In fact the report says that average annual savings are “well under $1 million,” and gives figures for four districts, none of which comes close to $1 million.

CPS has publicly said it expects annual savings of $500,000 to $800,000 for each closed school.  But in a planning document disclosed by the Chicago Tribune last month, CPS gave a much lower range — $140,000 to $675,00 per school annually, including capital and operating costs.   That’s if it succeeds in selling nearly half those buildings, a goal which the Pew report suggests is impractical.

Meanwhile costs associated with closings for transition costs – severance pay, transportation, security – are estimated at $155 million to $450 million, enough to wipe out most and possibly all of ten years of savings from closing 100 schools.

In other stories CPS has projected saving as much as $2.5 billion by avoiding deferred maintenance on old buildings, but that’s a little hard to credit when the district also plans to open 100 new schools.

So perhaps a hard, realistic look at CPS’s projected savings – rather than a vague wave at a national study – is called for.


The commission rejects concerns from Raise Your Hand and other parent groups over how CPS measures school utilization.

The report seems to reflect some confusion over classroom sizes for special education students, suggesting that the limit of 13 students per room applies only to 14 schools that are fully dedicated to special education.  The commission does not seem to understand the difference between resource classrooms used for pull-out sessions and self-contained classrooms used for full instructional programs for students with disabilities within neighborhood schools, Rod Estvan of Access Living has commented.

▸ **Excerpted data**:
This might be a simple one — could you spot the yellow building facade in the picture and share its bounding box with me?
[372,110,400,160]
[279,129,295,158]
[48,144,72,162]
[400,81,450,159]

▸ **Work instruction**:
In the article on CPS school closings above, copy word for word the stretch from "So perhaps a" through "measures school utilization.".

▸ **Solution below**:
So perhaps a hard, realistic look at CPS’s projected savings – rather than a vague wave at a national study – is called for.


The commission rejects concerns from Raise Your Hand and other parent groups over how CPS measures school utilization.